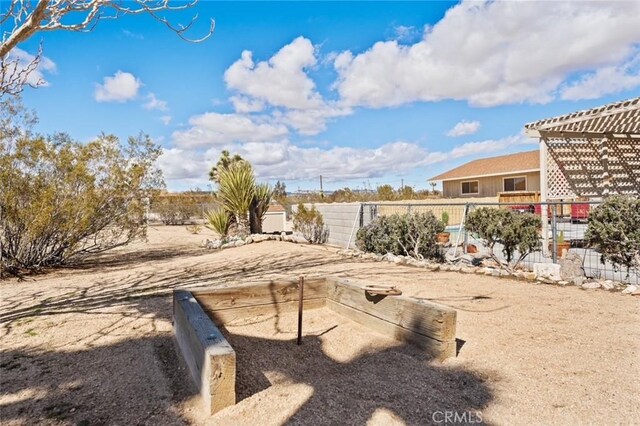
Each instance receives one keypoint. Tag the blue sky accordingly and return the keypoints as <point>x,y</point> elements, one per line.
<point>363,93</point>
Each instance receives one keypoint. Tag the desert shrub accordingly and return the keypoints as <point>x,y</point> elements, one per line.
<point>175,209</point>
<point>310,224</point>
<point>61,200</point>
<point>219,221</point>
<point>194,228</point>
<point>514,231</point>
<point>614,231</point>
<point>402,234</point>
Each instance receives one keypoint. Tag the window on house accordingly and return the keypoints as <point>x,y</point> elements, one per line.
<point>470,187</point>
<point>515,184</point>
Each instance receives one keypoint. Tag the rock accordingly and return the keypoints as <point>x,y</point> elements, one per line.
<point>550,271</point>
<point>571,267</point>
<point>400,260</point>
<point>488,271</point>
<point>607,285</point>
<point>591,285</point>
<point>577,281</point>
<point>466,259</point>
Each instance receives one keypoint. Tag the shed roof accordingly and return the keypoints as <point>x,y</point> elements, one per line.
<point>520,162</point>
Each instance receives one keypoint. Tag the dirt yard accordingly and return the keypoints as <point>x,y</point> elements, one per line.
<point>93,345</point>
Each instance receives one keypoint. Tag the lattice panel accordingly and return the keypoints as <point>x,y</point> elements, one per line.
<point>592,167</point>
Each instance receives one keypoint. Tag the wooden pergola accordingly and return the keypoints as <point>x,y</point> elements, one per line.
<point>590,153</point>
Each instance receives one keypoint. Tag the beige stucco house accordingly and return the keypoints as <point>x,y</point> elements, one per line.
<point>490,177</point>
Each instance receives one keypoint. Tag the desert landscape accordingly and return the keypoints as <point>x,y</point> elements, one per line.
<point>93,344</point>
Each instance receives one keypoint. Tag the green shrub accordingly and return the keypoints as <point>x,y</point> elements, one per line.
<point>310,224</point>
<point>402,234</point>
<point>62,200</point>
<point>614,231</point>
<point>175,209</point>
<point>515,231</point>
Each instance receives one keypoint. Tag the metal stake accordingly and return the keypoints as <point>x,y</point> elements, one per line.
<point>300,298</point>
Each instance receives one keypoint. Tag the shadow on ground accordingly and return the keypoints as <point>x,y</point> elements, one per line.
<point>135,381</point>
<point>399,380</point>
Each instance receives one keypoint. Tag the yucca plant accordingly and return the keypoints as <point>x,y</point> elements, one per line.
<point>219,221</point>
<point>236,191</point>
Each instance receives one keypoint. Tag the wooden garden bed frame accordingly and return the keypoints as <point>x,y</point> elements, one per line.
<point>197,314</point>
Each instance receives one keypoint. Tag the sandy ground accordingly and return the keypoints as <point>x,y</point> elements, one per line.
<point>92,345</point>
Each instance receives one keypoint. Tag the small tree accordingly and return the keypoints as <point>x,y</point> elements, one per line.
<point>514,231</point>
<point>280,192</point>
<point>614,231</point>
<point>386,193</point>
<point>61,200</point>
<point>236,191</point>
<point>310,224</point>
<point>224,162</point>
<point>407,234</point>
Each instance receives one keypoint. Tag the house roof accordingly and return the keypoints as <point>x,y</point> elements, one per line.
<point>494,166</point>
<point>617,118</point>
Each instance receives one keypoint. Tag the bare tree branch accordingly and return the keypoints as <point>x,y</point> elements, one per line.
<point>72,15</point>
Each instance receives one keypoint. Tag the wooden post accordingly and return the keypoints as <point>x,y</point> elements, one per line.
<point>300,301</point>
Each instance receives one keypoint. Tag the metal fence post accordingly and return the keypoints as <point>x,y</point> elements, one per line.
<point>464,221</point>
<point>554,233</point>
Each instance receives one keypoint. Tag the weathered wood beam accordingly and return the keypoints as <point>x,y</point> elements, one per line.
<point>209,357</point>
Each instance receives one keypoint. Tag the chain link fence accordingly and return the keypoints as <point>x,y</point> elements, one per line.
<point>566,224</point>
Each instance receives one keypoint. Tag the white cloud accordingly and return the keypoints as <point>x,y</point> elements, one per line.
<point>218,129</point>
<point>492,53</point>
<point>178,164</point>
<point>122,87</point>
<point>19,60</point>
<point>482,148</point>
<point>464,128</point>
<point>310,122</point>
<point>284,160</point>
<point>405,33</point>
<point>154,103</point>
<point>280,81</point>
<point>604,81</point>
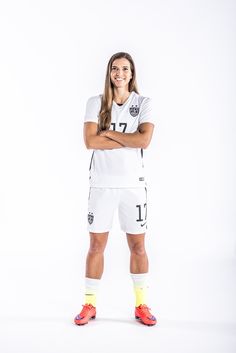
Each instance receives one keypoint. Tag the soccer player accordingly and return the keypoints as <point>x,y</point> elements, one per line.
<point>118,126</point>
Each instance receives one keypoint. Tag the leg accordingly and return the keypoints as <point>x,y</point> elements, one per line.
<point>138,255</point>
<point>95,257</point>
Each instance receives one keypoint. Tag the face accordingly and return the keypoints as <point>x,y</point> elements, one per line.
<point>121,73</point>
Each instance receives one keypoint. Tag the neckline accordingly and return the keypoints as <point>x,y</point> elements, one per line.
<point>125,102</point>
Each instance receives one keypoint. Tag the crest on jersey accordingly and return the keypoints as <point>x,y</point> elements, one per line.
<point>134,110</point>
<point>90,217</point>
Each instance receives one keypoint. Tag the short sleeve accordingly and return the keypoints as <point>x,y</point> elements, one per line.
<point>92,109</point>
<point>146,114</point>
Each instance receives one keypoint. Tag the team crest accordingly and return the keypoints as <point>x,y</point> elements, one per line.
<point>90,217</point>
<point>134,110</point>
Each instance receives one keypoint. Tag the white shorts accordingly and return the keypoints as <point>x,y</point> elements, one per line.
<point>131,204</point>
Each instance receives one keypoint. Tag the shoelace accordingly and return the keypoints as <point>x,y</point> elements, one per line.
<point>86,308</point>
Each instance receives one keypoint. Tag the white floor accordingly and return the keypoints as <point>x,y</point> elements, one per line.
<point>114,334</point>
<point>194,302</point>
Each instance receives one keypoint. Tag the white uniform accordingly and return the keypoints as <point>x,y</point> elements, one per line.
<point>117,177</point>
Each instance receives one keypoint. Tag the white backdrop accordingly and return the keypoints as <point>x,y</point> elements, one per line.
<point>53,57</point>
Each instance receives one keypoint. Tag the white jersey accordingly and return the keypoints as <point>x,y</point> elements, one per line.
<point>122,167</point>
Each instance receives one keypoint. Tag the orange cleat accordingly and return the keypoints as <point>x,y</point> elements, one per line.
<point>88,312</point>
<point>143,314</point>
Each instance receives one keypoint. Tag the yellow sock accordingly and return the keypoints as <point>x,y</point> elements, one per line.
<point>90,298</point>
<point>140,295</point>
<point>91,290</point>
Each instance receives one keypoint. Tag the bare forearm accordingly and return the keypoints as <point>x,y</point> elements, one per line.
<point>102,143</point>
<point>133,140</point>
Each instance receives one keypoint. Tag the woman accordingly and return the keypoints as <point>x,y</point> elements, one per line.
<point>118,126</point>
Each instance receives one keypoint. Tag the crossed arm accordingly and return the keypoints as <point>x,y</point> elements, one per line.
<point>110,139</point>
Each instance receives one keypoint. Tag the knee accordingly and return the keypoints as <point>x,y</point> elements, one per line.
<point>138,250</point>
<point>96,247</point>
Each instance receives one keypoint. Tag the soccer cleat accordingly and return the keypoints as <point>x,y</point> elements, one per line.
<point>143,314</point>
<point>88,312</point>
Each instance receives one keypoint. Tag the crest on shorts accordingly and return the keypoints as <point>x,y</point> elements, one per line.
<point>90,217</point>
<point>134,110</point>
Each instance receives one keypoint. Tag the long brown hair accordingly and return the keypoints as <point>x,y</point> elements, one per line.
<point>108,94</point>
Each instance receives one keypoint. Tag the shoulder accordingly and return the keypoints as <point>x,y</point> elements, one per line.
<point>94,100</point>
<point>142,100</point>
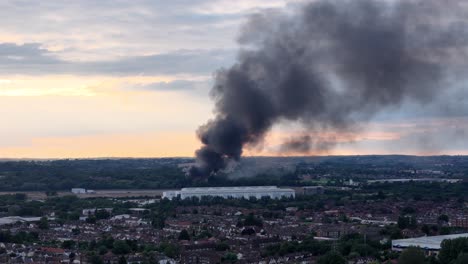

_Your goal_
The output is the data above, repeated exactly, with pictures omitted.

_Written answer_
Each instance receives one keypoint. Tag the blue sky accordingly and return the keypoints as <point>x,y</point> elements, one per line.
<point>363,93</point>
Each instance receives one keypoint. Tag the desert shrub accordingly and return the keypoints as <point>x,y</point> elements, one per line.
<point>175,209</point>
<point>310,224</point>
<point>61,200</point>
<point>219,221</point>
<point>194,228</point>
<point>514,231</point>
<point>614,231</point>
<point>402,234</point>
Each instance receives one keypoint. Tag the window on house accordingly and return the keypoints as <point>x,y</point> elements, one per line.
<point>470,187</point>
<point>515,184</point>
Each instance receives one keypoint. Tag the rock accordingly and return the keypoints as <point>x,y</point> elements, one per line.
<point>550,271</point>
<point>571,267</point>
<point>400,260</point>
<point>488,271</point>
<point>607,285</point>
<point>591,285</point>
<point>577,281</point>
<point>466,259</point>
Each instance receives one keypoint. Tag the shed roof accordingly and return the keypoints as <point>x,y</point> elements, one per line.
<point>520,162</point>
Each instance receives one keypoint. Tag the dirt yard accordingly and return the keypoints as <point>x,y</point> elements, one per line.
<point>93,345</point>
Each instance receives one keypoint. Tag the lattice panel accordingly and return the keypoints as <point>x,y</point> elements, one per line.
<point>592,167</point>
Each instance receives one keypoint. Tag the wooden pergola accordingly and return the keypoints as <point>x,y</point> elements, one per line.
<point>590,153</point>
Each instance receives one keypoint. Tag the beige stucco house accordingly and return the keypoints as <point>x,y</point> elements, one per line.
<point>490,177</point>
Each instance receives one keypoint. Tag the desert landscape accordingly and return the keypoints as <point>x,y</point> elements, one per line.
<point>93,344</point>
Each instance receives one keypoint. Tag the green shrub accordingly and return the keypoints as <point>x,y</point> elements, one per line.
<point>310,224</point>
<point>402,234</point>
<point>62,200</point>
<point>614,231</point>
<point>175,209</point>
<point>515,231</point>
Each instance receives one keypoint. Tag the metal stake accordingly and return the keypoints as <point>x,y</point> elements, one per line.
<point>300,298</point>
Each instance receives one keypoint. Tag the shadow on ground accordingly and return the keypoints as <point>x,y</point> elements, one per line.
<point>135,381</point>
<point>399,380</point>
Each instance receives one keypoint. Tag the yucca plant accordingly and return the keypoints as <point>x,y</point> elements, one per line.
<point>219,221</point>
<point>236,191</point>
Each instance receives one keypoint. Tag the wooden garden bed frame accordingly and return the keypoints as <point>x,y</point> elements, one per line.
<point>197,314</point>
Each instance receives one keypoint. Tag the sandy ground accordingly and return the keypoints as <point>x,y</point> elements, one per line.
<point>92,345</point>
Each instance receives one keypoint. Tag the small tree accordingly and return the keypoints as <point>x,y</point> elements, one per line.
<point>514,231</point>
<point>280,192</point>
<point>614,231</point>
<point>386,193</point>
<point>61,200</point>
<point>236,191</point>
<point>310,224</point>
<point>224,162</point>
<point>407,234</point>
Each instance receives one keypoint. Tag the house roof accordingly and return the keypoints as <point>x,y</point> elements, one per line.
<point>494,166</point>
<point>617,118</point>
Each instance receives one keypoint. Tag the bare tree branch accordingly and return the keypoints as <point>x,y</point> elements, one per line.
<point>72,15</point>
Each instance receives one keypoint. Tag the wooden post accordingly and return the keypoints as <point>x,y</point> elements, one per line.
<point>300,301</point>
Each instance receives one keypoint. Tag the metal fence post accordingly and return the keypoints as <point>x,y</point> elements, one per line.
<point>464,221</point>
<point>554,233</point>
Each instance receives one keypoint. Tag the weathered wood beam accordingly and return the keypoints as <point>x,y</point> elements, one per line.
<point>209,357</point>
Each instance receives one keypoint. Tag the chain link fence accordingly and return the keypoints as <point>x,y</point> elements, one per line.
<point>566,224</point>
Each instance receives one keypoint. Tag the white cloud accordingly and return the keypoints as <point>x,y</point> elements, one per line.
<point>218,129</point>
<point>492,53</point>
<point>178,164</point>
<point>122,87</point>
<point>19,60</point>
<point>482,148</point>
<point>464,128</point>
<point>310,122</point>
<point>284,160</point>
<point>405,33</point>
<point>154,103</point>
<point>280,81</point>
<point>604,81</point>
Each instance receives one keypoint. Tag the soccer player accordingly and return the keypoints as <point>x,y</point> elements, one per line.
<point>118,126</point>
Each instance receives one keypoint. Tag the leg accordingly and return the keypoints as <point>x,y</point> elements, one per line.
<point>138,255</point>
<point>95,257</point>
Each instance receives one keypoint. Tag the face accordingly and return the keypoints as <point>x,y</point> elements, one per line.
<point>121,73</point>
Each instance receives one keypoint. Tag the neckline accordingly and return the keypoints as <point>x,y</point> elements, one per line.
<point>125,102</point>
Each instance receives one keypoint. Tag the crest on jersey accordingly and return the keypoints as <point>x,y</point> elements, one per line.
<point>134,110</point>
<point>90,217</point>
Each instance receives one keypoint. Tag the short sleeve accordingly and return the keypoints as <point>x,y</point> elements, one per line.
<point>92,109</point>
<point>146,114</point>
Each instance receives one keypoint. Tag the team crest accordingly and return the keypoints as <point>x,y</point> elements, one per line.
<point>90,217</point>
<point>134,110</point>
Each instance receives one keypoint. Tag the white shorts accordingly and return the keypoints as <point>x,y</point> elements, one per line.
<point>131,204</point>
Each instance receives one keypoint. Tag the shoelace accordingly and return the keypoints as <point>x,y</point> elements, one per line.
<point>86,308</point>
Each instance receives one keypoint. Tag the white floor accordingly and return the keypoints as <point>x,y</point> elements, one per line.
<point>114,334</point>
<point>194,302</point>
Each instance receives one keypoint. Tag the white uniform accordingly and return the keypoints as <point>x,y</point> elements, one per line.
<point>117,177</point>
Each instance receives one keypoint. Tag the white backdrop accordingly and return the keypoints as <point>x,y</point> elements, one per line.
<point>53,57</point>
Each instance receives one keypoint. Tag the white jersey accordingly and return the keypoints as <point>x,y</point> elements, one per line.
<point>122,167</point>
Each instance receives one keypoint. Tag the orange cleat accordingly and return the keypoints as <point>x,y</point> elements, one per line.
<point>88,312</point>
<point>143,314</point>
Each instance receives one keypoint. Tag the yellow sock accordingly and return the keypoints as <point>x,y</point> elements, one per line.
<point>90,298</point>
<point>140,295</point>
<point>91,290</point>
Each instance receives one keypoint. Tag the bare forearm accordingly and return the keypoints as <point>x,y</point> elements, one per line.
<point>102,143</point>
<point>133,140</point>
Each instance receives one keypoint. Tag the woman accordingly and return the keypoints as <point>x,y</point> elements, one per line.
<point>118,126</point>
Each instance receives one keypoint. Tag the crossed arm accordingly and return the keypoints as <point>x,y</point> elements, one per line.
<point>110,139</point>
Each instance receives one keypoint. Tag the knee accordingly and return the keypoints as <point>x,y</point> elements, one per line.
<point>138,250</point>
<point>96,247</point>
Each instance receives one keypoint. Tag the soccer cleat accordingly and return the keypoints as <point>x,y</point> elements, one per line.
<point>143,314</point>
<point>88,312</point>
Each instance receives one keypoint. Tag the crest on shorts accordingly and return the keypoints as <point>x,y</point> elements, one per line.
<point>90,217</point>
<point>134,110</point>
Each instance receives one keypoint. Tag the long brown hair accordingly and return the keypoints as <point>x,y</point> elements, one per line.
<point>108,94</point>
Each instance receives one keypoint. Tag the shoulder accordingly and return the keypoints as <point>x,y</point> elements, one per line.
<point>94,100</point>
<point>142,100</point>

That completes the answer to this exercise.